GIVEN REQUEST
Return each line below that contains the string "gray", treating uppercase and lowercase as distinct.

DATASET EXCERPTS

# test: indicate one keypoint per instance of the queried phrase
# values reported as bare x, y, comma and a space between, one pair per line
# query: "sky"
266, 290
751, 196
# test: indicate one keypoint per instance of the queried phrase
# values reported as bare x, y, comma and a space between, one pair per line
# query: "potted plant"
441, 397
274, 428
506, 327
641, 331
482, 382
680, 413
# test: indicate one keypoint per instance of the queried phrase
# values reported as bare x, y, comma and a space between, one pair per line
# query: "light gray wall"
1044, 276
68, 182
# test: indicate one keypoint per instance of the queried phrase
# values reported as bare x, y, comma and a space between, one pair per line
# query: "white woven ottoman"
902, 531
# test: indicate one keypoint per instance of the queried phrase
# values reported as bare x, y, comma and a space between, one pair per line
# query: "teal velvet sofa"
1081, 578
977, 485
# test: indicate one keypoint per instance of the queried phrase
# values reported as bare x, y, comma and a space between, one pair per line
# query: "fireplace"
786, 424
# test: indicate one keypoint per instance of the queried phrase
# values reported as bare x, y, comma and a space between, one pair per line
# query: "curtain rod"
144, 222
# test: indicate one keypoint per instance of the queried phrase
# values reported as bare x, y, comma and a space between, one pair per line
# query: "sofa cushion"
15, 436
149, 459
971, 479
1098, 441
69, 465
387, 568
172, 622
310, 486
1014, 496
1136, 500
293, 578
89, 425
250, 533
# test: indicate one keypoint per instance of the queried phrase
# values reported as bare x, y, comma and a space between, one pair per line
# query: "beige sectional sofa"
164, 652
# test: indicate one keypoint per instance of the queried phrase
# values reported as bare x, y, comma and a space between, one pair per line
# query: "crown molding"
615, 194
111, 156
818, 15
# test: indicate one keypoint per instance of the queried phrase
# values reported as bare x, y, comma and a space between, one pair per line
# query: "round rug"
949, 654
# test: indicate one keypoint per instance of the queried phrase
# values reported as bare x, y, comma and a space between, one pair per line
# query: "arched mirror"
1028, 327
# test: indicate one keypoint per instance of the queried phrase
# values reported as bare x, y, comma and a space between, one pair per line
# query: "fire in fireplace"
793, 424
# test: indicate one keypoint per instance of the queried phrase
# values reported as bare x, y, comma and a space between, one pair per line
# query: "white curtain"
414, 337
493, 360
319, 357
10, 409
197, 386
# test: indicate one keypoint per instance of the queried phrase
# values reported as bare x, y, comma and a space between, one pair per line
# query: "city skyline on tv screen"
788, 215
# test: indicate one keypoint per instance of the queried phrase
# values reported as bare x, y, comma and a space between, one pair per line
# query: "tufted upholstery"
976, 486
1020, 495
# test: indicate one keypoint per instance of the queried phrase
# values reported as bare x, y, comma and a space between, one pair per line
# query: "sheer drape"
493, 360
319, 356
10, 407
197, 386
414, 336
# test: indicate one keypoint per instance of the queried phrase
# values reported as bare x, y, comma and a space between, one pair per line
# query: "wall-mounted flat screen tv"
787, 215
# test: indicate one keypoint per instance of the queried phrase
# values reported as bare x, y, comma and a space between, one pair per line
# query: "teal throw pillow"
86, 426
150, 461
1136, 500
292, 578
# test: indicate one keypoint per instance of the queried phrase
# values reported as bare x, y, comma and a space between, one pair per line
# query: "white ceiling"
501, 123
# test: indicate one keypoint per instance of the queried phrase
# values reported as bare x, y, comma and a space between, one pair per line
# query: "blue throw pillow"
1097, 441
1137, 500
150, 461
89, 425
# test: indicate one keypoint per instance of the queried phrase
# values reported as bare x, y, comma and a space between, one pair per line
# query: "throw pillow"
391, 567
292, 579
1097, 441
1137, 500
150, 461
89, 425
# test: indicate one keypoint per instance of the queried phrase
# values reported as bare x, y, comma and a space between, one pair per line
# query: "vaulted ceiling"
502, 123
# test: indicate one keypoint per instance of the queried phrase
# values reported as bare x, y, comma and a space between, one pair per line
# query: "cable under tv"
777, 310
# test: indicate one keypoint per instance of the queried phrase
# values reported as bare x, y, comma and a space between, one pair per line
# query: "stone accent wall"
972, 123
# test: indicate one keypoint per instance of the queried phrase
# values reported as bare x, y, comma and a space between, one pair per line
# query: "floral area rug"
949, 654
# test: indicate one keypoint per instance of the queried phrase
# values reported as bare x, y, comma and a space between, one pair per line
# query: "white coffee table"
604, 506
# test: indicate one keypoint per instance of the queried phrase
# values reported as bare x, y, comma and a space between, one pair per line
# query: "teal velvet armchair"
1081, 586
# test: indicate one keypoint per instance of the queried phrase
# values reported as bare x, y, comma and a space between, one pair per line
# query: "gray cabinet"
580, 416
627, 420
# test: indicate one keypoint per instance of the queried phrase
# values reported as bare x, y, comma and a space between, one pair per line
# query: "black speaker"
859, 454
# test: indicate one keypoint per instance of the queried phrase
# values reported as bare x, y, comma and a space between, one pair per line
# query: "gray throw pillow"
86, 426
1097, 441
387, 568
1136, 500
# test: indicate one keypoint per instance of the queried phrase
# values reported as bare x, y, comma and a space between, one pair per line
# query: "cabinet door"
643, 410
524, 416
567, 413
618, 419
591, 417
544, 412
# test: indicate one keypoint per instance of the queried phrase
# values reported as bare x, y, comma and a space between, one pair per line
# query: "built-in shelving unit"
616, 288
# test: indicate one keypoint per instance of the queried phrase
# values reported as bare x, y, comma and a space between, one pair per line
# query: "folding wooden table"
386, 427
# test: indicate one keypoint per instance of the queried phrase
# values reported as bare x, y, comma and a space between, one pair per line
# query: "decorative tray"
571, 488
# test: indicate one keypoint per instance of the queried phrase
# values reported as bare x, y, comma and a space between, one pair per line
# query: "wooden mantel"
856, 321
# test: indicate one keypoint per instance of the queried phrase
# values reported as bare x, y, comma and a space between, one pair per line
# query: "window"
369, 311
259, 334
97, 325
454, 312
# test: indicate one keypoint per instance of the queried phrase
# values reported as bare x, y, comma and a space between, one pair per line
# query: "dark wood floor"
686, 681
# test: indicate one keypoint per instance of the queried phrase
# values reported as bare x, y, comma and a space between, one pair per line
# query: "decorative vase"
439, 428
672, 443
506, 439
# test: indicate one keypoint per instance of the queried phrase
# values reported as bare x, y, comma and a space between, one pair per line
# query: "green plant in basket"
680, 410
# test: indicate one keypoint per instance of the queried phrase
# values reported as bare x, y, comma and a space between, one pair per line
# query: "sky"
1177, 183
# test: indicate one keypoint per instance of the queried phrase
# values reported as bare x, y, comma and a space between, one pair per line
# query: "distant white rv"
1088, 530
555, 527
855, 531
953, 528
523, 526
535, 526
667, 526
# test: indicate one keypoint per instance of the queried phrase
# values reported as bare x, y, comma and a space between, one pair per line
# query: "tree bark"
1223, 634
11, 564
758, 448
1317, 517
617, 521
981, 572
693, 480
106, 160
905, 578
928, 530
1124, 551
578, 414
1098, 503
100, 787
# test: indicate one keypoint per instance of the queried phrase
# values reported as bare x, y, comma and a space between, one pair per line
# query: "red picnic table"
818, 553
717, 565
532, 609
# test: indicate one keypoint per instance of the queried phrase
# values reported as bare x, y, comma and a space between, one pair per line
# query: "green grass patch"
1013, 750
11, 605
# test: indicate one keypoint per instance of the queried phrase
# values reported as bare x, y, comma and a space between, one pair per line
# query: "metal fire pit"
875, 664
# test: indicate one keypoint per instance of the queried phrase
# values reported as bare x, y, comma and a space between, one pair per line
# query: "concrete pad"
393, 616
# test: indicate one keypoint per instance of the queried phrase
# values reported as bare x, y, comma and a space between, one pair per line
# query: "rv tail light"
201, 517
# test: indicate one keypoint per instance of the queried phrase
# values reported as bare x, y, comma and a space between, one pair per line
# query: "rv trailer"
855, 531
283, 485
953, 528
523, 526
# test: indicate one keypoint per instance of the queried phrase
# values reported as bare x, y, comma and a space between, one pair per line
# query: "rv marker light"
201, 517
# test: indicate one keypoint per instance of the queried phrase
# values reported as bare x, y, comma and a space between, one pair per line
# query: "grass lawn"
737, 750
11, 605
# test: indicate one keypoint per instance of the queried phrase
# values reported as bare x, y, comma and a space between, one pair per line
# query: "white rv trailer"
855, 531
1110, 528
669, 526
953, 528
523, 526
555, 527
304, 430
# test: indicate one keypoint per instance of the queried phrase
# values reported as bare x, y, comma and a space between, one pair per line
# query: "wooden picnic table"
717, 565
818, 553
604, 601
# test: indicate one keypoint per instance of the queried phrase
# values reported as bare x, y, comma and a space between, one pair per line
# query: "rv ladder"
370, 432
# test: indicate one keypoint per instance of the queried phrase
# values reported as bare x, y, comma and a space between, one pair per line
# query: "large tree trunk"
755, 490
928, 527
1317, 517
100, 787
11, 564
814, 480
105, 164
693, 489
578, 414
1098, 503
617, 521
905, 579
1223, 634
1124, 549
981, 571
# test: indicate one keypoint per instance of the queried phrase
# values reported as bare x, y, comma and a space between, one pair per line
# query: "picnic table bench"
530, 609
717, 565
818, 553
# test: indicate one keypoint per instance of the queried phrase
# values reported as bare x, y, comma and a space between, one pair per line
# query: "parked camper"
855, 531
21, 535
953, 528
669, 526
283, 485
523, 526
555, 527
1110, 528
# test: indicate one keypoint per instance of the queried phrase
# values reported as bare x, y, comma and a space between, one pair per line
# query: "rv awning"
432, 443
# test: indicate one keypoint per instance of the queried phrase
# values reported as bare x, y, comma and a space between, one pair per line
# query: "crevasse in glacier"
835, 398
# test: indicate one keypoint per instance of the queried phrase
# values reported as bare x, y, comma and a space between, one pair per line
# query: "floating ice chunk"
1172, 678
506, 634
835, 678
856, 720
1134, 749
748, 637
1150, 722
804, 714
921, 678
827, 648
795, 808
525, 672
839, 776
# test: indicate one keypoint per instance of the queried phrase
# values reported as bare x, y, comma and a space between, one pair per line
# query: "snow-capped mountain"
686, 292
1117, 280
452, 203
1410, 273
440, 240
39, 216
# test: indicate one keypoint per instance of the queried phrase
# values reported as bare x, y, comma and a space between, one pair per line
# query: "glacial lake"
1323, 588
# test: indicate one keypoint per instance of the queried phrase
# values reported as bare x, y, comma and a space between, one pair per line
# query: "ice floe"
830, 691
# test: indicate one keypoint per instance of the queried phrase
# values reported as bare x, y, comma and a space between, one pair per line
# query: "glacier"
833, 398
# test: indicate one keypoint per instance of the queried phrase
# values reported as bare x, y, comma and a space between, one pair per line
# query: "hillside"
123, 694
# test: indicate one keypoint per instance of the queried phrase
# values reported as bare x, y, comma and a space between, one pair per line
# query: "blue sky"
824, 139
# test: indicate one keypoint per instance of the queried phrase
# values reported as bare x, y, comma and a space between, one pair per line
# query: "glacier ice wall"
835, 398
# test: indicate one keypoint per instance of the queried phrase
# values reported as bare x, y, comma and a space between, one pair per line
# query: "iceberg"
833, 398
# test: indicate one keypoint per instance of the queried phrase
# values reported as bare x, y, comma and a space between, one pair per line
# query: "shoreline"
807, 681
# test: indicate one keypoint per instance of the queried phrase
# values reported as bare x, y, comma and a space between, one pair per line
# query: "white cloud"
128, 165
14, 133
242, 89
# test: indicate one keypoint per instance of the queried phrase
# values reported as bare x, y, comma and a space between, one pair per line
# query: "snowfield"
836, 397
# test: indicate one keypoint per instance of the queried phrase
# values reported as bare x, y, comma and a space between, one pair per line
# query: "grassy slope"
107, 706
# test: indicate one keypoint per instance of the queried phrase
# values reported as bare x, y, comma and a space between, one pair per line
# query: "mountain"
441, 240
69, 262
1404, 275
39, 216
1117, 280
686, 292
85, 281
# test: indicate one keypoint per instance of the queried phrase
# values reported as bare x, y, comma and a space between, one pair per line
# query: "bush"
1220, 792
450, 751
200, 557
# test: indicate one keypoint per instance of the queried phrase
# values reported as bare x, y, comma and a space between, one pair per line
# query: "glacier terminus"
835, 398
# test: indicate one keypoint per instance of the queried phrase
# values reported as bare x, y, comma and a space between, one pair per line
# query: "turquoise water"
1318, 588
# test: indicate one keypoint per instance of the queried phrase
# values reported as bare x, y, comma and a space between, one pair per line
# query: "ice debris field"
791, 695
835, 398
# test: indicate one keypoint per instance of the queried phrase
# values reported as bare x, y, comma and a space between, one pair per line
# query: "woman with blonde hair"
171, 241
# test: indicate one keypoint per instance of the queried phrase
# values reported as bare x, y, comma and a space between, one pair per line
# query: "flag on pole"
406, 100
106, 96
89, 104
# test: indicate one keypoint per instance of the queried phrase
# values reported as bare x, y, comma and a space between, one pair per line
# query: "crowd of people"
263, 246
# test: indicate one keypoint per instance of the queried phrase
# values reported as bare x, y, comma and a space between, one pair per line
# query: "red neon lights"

REPLY
# query: "light gray wall"
# query: "gray cabinet"
# query: "gray throw pillow"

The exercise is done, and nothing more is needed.